> **WRITTEN REQUEST**
Which lines in the listing below contain the word "every"? Report each of those lines in full.

> **SUPPLIED MATERIAL**
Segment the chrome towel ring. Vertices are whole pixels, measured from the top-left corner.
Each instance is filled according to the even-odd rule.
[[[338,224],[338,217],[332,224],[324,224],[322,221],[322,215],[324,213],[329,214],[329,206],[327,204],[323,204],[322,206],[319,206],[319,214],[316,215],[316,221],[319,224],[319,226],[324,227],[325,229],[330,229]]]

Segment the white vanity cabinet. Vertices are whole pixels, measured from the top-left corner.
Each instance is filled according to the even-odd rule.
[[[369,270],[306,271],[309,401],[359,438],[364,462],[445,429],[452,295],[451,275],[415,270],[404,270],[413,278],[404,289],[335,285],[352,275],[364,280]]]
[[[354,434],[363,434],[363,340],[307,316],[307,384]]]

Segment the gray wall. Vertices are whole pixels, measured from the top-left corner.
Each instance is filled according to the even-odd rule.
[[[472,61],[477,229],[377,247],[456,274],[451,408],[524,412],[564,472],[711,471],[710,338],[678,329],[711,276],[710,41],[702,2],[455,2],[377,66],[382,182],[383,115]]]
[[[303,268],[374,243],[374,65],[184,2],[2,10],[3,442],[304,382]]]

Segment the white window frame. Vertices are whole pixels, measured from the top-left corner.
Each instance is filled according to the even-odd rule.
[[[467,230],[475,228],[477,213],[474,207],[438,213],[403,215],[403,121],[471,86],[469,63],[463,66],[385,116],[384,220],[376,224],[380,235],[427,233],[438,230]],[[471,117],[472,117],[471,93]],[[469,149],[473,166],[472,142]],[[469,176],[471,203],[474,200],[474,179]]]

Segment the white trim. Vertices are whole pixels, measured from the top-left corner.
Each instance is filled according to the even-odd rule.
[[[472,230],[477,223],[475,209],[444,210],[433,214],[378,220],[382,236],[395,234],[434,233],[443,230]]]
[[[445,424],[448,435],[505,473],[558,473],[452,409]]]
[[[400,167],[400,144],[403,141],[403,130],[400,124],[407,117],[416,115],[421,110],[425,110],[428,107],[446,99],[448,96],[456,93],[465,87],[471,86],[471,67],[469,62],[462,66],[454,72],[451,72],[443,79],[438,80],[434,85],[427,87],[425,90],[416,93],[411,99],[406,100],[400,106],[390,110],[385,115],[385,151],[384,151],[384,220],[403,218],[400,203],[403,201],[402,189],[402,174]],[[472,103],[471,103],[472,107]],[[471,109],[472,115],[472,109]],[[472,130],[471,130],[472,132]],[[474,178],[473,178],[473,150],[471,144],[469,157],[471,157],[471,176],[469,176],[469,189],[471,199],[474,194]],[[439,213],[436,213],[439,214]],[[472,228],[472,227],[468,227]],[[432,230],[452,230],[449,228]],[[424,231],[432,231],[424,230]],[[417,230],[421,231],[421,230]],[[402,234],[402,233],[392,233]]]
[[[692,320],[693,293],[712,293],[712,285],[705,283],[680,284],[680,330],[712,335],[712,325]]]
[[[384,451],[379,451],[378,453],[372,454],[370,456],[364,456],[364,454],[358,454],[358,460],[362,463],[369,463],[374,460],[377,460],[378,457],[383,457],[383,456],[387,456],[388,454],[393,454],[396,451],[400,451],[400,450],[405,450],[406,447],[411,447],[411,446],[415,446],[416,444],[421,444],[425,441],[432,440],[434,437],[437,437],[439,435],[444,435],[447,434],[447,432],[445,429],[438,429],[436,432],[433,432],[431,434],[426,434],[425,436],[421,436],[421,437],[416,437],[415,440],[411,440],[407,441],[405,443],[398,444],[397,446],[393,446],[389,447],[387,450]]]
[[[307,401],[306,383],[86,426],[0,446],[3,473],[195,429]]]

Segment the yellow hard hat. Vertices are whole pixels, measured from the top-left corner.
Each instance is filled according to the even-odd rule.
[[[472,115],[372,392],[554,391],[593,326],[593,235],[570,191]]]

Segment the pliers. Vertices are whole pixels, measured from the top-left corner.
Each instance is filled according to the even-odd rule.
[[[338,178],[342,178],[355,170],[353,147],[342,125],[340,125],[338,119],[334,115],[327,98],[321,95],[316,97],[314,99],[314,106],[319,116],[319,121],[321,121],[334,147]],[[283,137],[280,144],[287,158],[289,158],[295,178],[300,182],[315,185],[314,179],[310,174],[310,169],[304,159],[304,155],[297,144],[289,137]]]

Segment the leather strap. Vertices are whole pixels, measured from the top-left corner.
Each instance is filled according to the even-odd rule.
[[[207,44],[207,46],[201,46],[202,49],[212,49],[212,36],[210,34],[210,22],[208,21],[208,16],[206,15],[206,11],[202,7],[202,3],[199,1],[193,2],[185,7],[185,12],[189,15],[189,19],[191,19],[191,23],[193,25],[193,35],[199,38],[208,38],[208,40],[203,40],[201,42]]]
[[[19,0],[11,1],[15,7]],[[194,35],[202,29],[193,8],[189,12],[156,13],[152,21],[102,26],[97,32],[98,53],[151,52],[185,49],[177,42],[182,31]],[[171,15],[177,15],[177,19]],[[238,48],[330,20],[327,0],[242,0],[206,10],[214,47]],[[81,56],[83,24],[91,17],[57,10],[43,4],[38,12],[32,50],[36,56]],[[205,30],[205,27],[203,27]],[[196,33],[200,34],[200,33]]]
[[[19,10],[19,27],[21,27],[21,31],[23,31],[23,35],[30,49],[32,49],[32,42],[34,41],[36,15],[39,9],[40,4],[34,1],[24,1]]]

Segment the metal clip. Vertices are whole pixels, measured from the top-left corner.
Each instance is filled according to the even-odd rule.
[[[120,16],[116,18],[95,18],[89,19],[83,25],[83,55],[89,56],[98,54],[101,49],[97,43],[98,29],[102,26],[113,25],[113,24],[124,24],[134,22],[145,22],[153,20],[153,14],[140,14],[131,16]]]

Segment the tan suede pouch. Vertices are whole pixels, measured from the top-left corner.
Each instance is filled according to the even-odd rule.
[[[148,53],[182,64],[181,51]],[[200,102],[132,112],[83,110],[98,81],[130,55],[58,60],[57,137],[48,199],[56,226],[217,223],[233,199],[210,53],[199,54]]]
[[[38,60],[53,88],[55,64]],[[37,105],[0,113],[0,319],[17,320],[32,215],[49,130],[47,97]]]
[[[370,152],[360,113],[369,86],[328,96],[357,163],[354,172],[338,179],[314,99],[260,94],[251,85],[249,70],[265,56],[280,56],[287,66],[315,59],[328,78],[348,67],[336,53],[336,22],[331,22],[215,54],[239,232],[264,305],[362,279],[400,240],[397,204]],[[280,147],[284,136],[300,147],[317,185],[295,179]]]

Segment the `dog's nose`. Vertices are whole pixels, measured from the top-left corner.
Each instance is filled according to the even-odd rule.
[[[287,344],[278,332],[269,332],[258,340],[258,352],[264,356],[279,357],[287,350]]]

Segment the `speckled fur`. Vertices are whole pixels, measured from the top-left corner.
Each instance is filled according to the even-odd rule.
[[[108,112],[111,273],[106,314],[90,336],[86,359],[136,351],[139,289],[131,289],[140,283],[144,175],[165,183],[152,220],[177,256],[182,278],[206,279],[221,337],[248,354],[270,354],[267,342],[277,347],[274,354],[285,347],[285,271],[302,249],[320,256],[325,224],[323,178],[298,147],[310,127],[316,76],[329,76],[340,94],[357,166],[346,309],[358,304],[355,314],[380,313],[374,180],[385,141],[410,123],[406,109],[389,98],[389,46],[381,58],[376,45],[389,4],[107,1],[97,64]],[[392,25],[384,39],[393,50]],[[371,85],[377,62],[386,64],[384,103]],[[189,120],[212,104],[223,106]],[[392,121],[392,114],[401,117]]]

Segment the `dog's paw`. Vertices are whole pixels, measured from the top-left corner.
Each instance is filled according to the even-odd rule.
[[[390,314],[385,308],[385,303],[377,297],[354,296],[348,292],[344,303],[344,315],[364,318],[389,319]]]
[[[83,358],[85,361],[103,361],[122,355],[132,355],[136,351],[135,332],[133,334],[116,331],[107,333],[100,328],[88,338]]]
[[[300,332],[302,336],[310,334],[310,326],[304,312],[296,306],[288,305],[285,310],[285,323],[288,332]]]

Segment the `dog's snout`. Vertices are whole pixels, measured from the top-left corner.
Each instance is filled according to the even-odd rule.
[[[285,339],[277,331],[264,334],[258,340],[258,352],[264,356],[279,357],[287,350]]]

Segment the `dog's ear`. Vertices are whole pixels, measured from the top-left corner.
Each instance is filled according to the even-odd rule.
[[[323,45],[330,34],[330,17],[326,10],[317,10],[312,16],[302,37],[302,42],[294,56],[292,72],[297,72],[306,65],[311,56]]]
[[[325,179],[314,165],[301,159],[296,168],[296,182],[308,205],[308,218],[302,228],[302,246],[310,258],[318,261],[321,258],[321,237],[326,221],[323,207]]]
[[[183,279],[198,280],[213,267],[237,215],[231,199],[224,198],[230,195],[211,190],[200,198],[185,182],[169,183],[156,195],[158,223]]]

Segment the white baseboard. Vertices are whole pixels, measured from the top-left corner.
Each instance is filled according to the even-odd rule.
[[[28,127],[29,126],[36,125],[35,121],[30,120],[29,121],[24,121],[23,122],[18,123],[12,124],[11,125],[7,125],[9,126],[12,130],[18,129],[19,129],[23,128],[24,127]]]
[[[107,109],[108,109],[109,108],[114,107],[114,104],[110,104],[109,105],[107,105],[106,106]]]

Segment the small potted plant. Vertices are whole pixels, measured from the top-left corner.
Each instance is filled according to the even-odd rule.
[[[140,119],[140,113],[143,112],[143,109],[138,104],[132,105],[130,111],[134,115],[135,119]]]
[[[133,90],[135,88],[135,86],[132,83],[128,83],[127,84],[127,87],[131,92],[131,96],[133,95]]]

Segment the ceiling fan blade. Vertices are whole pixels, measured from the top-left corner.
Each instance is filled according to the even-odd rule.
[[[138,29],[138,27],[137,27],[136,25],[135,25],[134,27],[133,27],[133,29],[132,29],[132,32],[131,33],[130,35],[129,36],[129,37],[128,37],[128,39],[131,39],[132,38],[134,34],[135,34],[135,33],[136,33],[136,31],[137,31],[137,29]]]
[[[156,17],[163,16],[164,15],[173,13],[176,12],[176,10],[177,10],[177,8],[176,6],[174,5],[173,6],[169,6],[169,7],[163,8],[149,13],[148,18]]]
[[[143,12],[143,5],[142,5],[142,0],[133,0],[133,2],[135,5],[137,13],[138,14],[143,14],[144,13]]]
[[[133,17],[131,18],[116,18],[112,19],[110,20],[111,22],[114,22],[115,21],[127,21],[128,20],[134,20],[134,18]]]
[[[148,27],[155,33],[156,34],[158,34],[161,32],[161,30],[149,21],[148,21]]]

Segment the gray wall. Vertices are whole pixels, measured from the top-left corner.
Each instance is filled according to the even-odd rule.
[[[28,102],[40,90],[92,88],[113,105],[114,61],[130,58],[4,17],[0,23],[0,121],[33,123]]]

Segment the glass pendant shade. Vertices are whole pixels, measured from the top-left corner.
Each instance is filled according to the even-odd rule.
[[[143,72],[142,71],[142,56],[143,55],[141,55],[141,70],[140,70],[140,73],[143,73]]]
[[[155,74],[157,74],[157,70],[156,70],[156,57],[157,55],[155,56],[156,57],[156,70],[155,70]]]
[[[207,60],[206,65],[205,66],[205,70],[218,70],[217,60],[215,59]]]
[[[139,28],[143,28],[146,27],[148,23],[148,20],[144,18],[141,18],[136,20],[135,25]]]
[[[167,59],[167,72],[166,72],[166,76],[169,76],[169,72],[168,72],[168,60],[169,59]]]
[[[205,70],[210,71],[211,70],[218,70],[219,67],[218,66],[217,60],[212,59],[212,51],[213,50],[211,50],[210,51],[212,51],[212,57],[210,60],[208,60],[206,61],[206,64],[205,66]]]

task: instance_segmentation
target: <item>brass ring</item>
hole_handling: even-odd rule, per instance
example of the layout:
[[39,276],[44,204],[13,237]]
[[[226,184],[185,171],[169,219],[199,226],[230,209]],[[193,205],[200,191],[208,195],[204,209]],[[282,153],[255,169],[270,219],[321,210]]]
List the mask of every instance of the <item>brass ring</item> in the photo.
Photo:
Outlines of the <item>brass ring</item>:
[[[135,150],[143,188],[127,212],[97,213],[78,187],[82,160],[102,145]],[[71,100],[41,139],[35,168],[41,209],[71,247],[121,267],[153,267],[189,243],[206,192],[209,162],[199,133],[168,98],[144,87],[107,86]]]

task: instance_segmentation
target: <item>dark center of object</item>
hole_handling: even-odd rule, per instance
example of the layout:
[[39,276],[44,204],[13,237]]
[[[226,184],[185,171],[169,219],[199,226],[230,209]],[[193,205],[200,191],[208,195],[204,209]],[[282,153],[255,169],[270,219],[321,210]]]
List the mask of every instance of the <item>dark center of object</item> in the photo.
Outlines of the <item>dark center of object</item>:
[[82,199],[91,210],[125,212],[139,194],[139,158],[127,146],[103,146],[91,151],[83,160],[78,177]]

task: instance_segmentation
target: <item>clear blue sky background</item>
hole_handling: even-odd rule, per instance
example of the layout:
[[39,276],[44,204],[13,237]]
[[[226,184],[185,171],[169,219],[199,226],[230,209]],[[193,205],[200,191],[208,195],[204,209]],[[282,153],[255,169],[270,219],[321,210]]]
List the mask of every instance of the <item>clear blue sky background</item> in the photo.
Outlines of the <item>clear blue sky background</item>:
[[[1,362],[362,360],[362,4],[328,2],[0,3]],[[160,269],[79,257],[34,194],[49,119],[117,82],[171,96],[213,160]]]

> **EXPECTED ANSWER**
List the mask of every instance of the <item>brass ring</item> in the photo.
List the mask of every instance of the <item>dark center of object</item> in the photo.
List the mask of every instance of the <item>clear blue sky background</item> in the photo.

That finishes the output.